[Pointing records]
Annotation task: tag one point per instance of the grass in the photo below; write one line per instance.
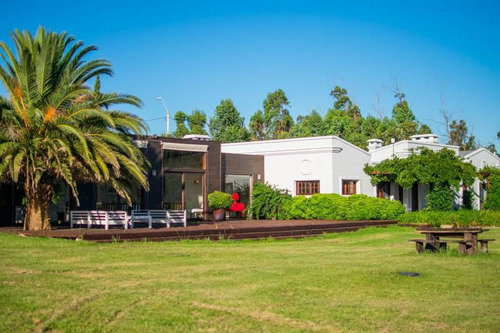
(338, 282)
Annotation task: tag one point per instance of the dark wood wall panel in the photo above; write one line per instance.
(240, 164)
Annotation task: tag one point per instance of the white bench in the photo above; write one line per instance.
(167, 217)
(98, 218)
(177, 217)
(140, 216)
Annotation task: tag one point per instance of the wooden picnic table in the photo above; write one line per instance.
(437, 239)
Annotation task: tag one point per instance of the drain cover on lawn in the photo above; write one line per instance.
(412, 274)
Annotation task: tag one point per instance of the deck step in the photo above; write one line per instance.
(261, 234)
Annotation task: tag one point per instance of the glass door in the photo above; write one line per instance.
(173, 191)
(183, 191)
(193, 191)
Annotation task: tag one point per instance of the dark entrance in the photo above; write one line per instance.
(414, 197)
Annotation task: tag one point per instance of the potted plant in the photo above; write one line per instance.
(219, 202)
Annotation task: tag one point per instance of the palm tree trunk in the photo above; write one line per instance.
(38, 199)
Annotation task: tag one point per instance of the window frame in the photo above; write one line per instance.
(355, 187)
(309, 187)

> **CHALLENGE**:
Copy the material shown above in full and exactly. Skip the pictures.

> **ANSWER TO THE PROBLEM**:
Annotation task: tag one point per instance of the grass in the photo below; write one line per instance.
(338, 282)
Annotation task: tag one point per instance of the dark wood wall panel in the photo above; write one line per instance.
(240, 164)
Annotation task: tag one point per instance of the white bench in the photo above; write one line per instance.
(167, 217)
(98, 218)
(177, 217)
(140, 216)
Annotation task: tag one point per instance of the wooden picnic table in the photo above; write one line per instance.
(437, 239)
Annotation task: tag one point per instance of the drain cover on lawn in the photo above; write one line per instance.
(412, 274)
Annotation task: tag one point per instance of the deck step in the photo above; write one line per instance.
(261, 234)
Annotation task: tag one point per instance of the glass door in the photo above; write one line per instance.
(173, 191)
(183, 191)
(193, 191)
Annotation task: tag one point per instance of the dark entrance in the photo above; write one line per instance.
(414, 197)
Annotation task: tag one point per instance of the potted plant in the photo above; write one line per instance.
(219, 202)
Annotation task: tag one point per instance of the palm tree trunk in the photo above; write one line per instance.
(38, 199)
Annotation task: tag one point per instance of the window frame in the photo above; write one line per instance.
(355, 187)
(309, 187)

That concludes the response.